**Fragmento del documento**
----------

En carne y sueño

Las dos cosas que hacen a los niños tan atractivos para casi todas las personas normales son: en primer lugar, que son muy serios, y en segundo que, en consecuencia, son muy felices. Son alegres con la perfección que sólo es posible en la ausencia de humor. Las escuelas y los sabios más insondables no han alcanzado nunca la gravedad que mora en los ojos de un niño de tres meses de edad. Es la gravedad de su asombro ante el universo, y asombro ante el universo no es misticismo, sino sentido común trascendente. La fascinación de los niños consiste en que con cada uno de ellos todas las cosas son hechas de nuevo, y el universo se pone de nuevo a prueba. Cuando paseamos por las calles y vemos debajo de nosotros esas deliciosas cabezas bulbosas -tres veces más grandes que su cuerpo- que definen a estos hongos humanos, deberíamos siempre y en primer lugar recordar que dentro de cada una de esas cabezas hay un universo nuevo, tan nuevo como lo fue el séptimo día de la creación. En cada uno de esos orbes hay un sistema nuevo de estrellas, hierba nueva, ciudades nuevas, un nuevo mar.
ESTRELLAS NUEVAS
Siempre hay en la mente sana una oscura sugerencia de que la religión nos enseña a excavar más que a escalar; una insinuación de que si de una vez pudiéramos entender el barro común de la tierra entenderíamos todas las cosas. De manera similar, albergamos un sentimiento de que si pudiéramos destruir de un golpe la costumbre y ver las estrellas como las ve un niño, no nos haría falta ningún otro apocalipsis. Esta es la gran verdad que ha estado siempre respaldando «el culto al niño» y que la soportará hasta el final. La madurez, con sus energías y aspiraciones sin fin, puede fácilmente convencerse de que encontrará cosas nuevas que apreciar; pero nunca se quedará convencida de que ha sabido apreciar debidamente lo que ha conseguido. Podemos escalar los cielos y encontrar nuevas estrellas sin número, pero siempre quedará la estrella nueva que no hemos encontrado, aquella en la que nacimos.

----------

**Listado**
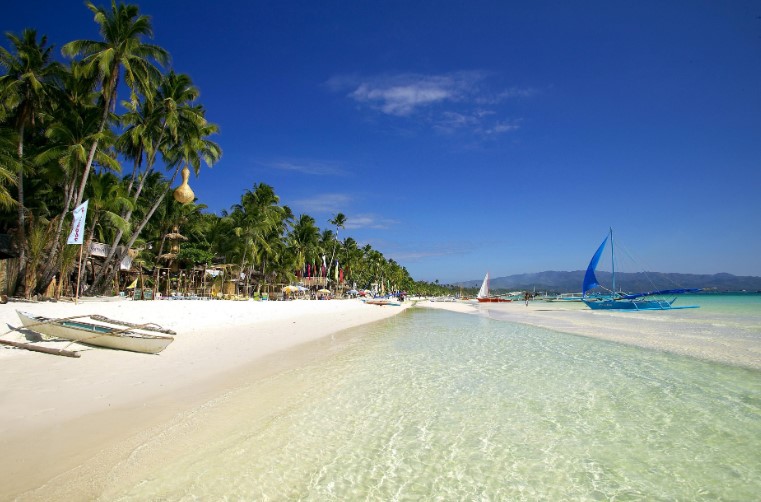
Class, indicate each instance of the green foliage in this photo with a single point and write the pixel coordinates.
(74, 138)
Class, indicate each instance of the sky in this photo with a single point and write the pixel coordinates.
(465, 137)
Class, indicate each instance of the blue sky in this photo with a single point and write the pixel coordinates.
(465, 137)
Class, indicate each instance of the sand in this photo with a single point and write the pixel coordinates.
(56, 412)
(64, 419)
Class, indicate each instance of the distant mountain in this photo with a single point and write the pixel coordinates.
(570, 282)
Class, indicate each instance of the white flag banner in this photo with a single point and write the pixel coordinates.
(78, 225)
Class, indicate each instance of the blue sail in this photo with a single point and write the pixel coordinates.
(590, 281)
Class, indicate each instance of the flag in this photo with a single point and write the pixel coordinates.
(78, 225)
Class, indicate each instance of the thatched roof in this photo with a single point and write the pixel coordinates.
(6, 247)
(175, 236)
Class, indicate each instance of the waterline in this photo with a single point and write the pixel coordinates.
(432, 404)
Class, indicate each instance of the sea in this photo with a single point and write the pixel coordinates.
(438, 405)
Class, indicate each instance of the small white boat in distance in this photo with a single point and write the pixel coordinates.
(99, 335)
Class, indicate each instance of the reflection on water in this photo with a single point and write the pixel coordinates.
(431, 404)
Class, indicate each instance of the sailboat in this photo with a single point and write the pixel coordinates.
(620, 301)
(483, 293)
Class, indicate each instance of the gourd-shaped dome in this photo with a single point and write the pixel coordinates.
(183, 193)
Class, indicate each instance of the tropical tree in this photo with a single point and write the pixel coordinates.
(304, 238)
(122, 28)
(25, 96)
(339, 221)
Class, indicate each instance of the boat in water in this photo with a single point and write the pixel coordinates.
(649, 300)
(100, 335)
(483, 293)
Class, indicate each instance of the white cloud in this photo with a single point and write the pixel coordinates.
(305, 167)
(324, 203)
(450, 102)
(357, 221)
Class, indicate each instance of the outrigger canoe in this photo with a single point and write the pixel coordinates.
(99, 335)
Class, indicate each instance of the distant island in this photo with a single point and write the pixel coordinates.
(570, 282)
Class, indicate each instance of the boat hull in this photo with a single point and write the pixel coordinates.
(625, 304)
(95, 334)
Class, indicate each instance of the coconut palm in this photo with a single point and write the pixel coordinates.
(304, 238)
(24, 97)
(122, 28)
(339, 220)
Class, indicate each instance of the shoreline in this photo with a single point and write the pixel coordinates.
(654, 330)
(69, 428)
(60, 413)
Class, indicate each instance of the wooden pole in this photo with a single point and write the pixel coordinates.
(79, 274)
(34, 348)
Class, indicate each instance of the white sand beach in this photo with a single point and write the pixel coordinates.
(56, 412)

----------

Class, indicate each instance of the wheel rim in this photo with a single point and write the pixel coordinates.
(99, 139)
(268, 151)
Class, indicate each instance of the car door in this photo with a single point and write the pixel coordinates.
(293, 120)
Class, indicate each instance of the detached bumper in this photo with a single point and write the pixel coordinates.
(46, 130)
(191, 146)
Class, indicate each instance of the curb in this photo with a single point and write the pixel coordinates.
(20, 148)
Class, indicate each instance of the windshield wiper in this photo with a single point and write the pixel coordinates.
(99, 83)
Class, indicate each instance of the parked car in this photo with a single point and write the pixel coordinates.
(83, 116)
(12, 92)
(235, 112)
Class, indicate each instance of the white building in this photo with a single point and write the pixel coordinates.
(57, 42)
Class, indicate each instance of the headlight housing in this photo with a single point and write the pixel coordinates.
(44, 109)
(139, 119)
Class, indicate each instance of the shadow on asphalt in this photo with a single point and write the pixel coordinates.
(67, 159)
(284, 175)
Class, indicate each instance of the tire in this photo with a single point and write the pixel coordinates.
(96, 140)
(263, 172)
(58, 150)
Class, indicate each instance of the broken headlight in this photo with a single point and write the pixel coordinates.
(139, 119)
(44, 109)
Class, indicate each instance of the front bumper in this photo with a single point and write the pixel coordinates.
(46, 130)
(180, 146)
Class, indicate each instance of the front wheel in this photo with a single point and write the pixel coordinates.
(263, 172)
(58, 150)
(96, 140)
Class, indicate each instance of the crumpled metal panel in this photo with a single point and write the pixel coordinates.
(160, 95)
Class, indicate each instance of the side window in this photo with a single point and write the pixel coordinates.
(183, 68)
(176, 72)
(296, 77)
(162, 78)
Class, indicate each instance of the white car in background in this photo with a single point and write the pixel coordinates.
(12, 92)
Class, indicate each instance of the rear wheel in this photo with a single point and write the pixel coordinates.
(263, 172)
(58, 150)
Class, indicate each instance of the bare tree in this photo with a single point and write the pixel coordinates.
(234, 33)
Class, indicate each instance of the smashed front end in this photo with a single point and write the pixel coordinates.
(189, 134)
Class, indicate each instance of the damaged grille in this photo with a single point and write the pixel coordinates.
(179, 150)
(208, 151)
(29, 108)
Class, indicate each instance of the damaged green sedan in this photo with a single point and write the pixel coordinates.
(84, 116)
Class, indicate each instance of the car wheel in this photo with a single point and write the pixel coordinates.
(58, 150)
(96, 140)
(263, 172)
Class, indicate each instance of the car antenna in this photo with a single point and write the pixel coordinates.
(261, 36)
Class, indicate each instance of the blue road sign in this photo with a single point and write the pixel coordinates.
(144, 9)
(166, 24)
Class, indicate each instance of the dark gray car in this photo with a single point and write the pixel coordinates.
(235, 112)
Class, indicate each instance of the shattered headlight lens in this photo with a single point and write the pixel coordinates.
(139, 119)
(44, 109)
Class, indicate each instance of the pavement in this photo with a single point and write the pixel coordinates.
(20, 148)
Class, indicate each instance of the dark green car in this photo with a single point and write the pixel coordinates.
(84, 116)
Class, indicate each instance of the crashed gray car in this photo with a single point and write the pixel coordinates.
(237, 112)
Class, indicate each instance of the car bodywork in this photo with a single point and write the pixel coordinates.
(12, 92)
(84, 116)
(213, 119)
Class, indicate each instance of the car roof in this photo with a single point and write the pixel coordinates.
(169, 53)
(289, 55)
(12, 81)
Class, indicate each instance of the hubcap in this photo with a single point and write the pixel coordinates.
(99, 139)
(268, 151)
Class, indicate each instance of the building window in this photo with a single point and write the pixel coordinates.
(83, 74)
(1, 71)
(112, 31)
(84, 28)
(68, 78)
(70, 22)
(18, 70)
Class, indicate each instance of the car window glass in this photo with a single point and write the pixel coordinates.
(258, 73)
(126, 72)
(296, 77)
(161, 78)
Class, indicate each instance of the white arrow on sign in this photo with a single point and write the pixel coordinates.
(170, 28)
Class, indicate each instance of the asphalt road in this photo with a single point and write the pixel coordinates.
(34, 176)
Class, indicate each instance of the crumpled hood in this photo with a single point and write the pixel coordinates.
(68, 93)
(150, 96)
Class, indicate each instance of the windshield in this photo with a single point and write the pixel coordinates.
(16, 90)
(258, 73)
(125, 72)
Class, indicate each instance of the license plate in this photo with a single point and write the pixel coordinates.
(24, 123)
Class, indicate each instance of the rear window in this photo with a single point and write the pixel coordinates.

----------

**Instrucciones de trabajo**
Prosigue el ensayo sobre el asombro de los niños ante el universo a partir de su última oración, con el mismo tono y estilo.

**Resultado de tarea**
Nos fuerza de hecho a remodelar nuestra conducta según esta teoría revolucionaria del carácter maravilloso de todas las cosas. Aun cuando somos perfectamente simplones o ignorantes, la verdad es que tratamos el lenguaje en los niños como algo maravilloso, y el andar de los niños como algo maravilloso. Se le antoja pensar al filósofo cínico que en este asunto se lleva la victoria, que puede reírse cuando demuestra que las palabras o las cabriolas del niño son bastante comunes y ordinarias. Pero el hecho es que es aquí donde el culto del niño está profundamente en lo cierto. Cualquier palabra y cualquier cabriola es asombrosa en un montón de barro; las palabras y cabriolas del niño son asombrosas; y también es justo decir que las palabras y cabriolas del filósofo son igualmente asombrosas.
“… CUANDO SEAN MAYORES”
La verdad es que nuestra actitud hacia los niños es correcta mientras que nuestra actitud hacia la gente mayor está equivocada. Nuestra actitud hacia nuestros iguales en edad consiste en una solemnidad servil que cubre un grado considerable de indiferencia o desprecio. Nuestra actitud hacia los niños consiste en una indulgencia condescendiente que cubre un respeto insondable. Nos inclinamos ante gente mayor, nos quitamos el sombrero, nos abstenemos de llevarles la contraria de plano, pero no les apreciamos adecuadamente. Hacemos monigotes de los niños, les sermoneamos, les tiramos del pelo, pero les respetamos, les queremos, les tememos. Cuando respetamos algunas cosas en la persona madura, suelen ser sus derrotas o su sabiduría, lo que resulta bien fácil. Pero respetamos las faltas y los desatinos de los niños.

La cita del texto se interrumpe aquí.